# [Fragment do przeczytania]
Ryc. 2. Warianty ludzkiej glikozylotransferazy ABO. Rysunek: Dorota Smolarek.

Jeszcze inna mutacja może spowodować brak fukozy w podstawowej strukturze antygenu H. Fukoza ta pełni ważną rolę: bez niej transferaza ABO nie może przyłączyć N-acetylogalaktozaminy ani galaktozy, tak więc antygeny A ani B nie mogą powstać. Kiedy nie ma fukozy, mamy do czynienia z tzw. fenotypem Bombay. Nazwa pochodzi od miasta w Indiach (obecnie Mumbai), w którym opisano taką grupę krwi po raz pierwszy (1952 r.). Przyczyną są mutacje w genie FUT1 kodującym enzym przyłączającym fukozę, czyli fukozylotransferazę 1, w wyniku których enzym utracił aktywność (Ryc. 3). Fenotyp Bombay jest bardzo rzadki w Europie, ale częstszy w Indiach, zwłaszcza w tamilskiej grupie etnicznej (1:7600).

Ryc. 3. Fenotyp Bombay jako przyczyna braku antygenów A i B. Rysunek: Krzysztof Mikołajczyk, program: BioRender.

Antygeny układu ABO: nie tylko na krwinkach

Obecność antygenów A i B najłatwiej określić na krwinkach (bo wystarczy do tego kropla krwi), ale są one też obecne na komórkach wielu innych tkanek. Ale nie zawsze tak jest: zdarza się, że antygeny układu ABO są na krwinkach, ale nie ma ich na innych komórkach. Dzieje się tak dlatego, że za syntezę prekursorów dla antygenów A i B na krwinkach oraz na komórkach innych tkanek (a także w wydzielinach takich jak ślina) odpowiadają dwa różne enzymy: wspomniana fukozylotransferaza 1, która syntezuje prekursor antygenów A i B na krwinkach, oraz fukozylotransferaza 2 (kodowana przez gen FUT2), która działa w komórkach innych tkanek. Swoistość tych enzymów jest taka sama, ale komórki, w których one działają, są różne. O ile brak aktywności fukozylotransferazy 1 zdarza się rzadko (jest to właśnie fenotyp Bombay), to fukozylotransferaza 2, wskutek zamiany jednego nukleotydu w genie kodującym ten enzym, jest nieaktywna u ok. 20% osób populacji europejskiej. Osoby takie nazywamy niewydzielaczami, ponieważ nie wydzielają antygenów A i B. Na komórkach ich tkanek, takich jak nabłonek wątroby czy nerek, a także w wydzielinach, czyli np. w ślinie, nie ma antygenów A, B ani H. Jeżeli ktoś ma takie antygeny na tych komórkach, to jest nazywany wydzielaczem. Status wydzielacz/niewydzielacz może mieć wpływ na podatność na niektóre choroby, o czym napiszę w następnym odcinku.

„Dieta zależna od grup krwi”

Rekordy źródłowe
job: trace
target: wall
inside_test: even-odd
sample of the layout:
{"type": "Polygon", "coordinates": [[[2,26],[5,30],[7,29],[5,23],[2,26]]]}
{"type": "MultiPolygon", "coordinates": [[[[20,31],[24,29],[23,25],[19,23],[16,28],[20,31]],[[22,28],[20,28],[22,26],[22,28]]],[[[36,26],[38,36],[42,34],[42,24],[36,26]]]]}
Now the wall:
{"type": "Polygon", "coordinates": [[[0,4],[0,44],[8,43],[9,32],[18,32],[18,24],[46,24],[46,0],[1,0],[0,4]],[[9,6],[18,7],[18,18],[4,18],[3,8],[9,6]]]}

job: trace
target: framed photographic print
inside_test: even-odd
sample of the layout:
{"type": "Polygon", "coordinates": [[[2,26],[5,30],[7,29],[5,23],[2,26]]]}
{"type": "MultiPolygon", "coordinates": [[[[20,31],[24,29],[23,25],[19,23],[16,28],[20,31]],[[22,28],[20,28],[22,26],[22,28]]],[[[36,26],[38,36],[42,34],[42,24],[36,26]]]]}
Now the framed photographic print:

# [Cel ćwiczenia]
Przepisz wiernie fragment tekstu o antygenach układu ABO od słów „Jeszcze inna mutacja” aż do słów „Mikołajczyk, program: BioRender.” włącznie.

# [Odpowiedź końcowa]
Jeszcze inna mutacja może spowodować brak fukozy w podstawowej strukturze antygenu H. Fukoza ta pełni ważną rolę: bez niej transferaza ABO nie może przyłączyć N-acetylogalaktozaminy ani galaktozy, tak więc antygeny A ani B nie mogą powstać. Kiedy nie ma fukozy, mamy do czynienia z tzw. fenotypem Bombay. Nazwa pochodzi od miasta w Indiach (obecnie Mumbai), w którym opisano taką grupę krwi po raz pierwszy (1952 r.). Przyczyną są mutacje w genie FUT1 kodującym enzym przyłączającym fukozę, czyli fukozylotransferazę 1, w wyniku których enzym utracił aktywność (Ryc. 3). Fenotyp Bombay jest bardzo rzadki w Europie, ale częstszy w Indiach, zwłaszcza w tamilskiej grupie etnicznej (1:7600).

Ryc. 3. Fenotyp Bombay jako przyczyna braku antygenów A i B. Rysunek: Krzysztof Mikołajczyk, program: BioRender.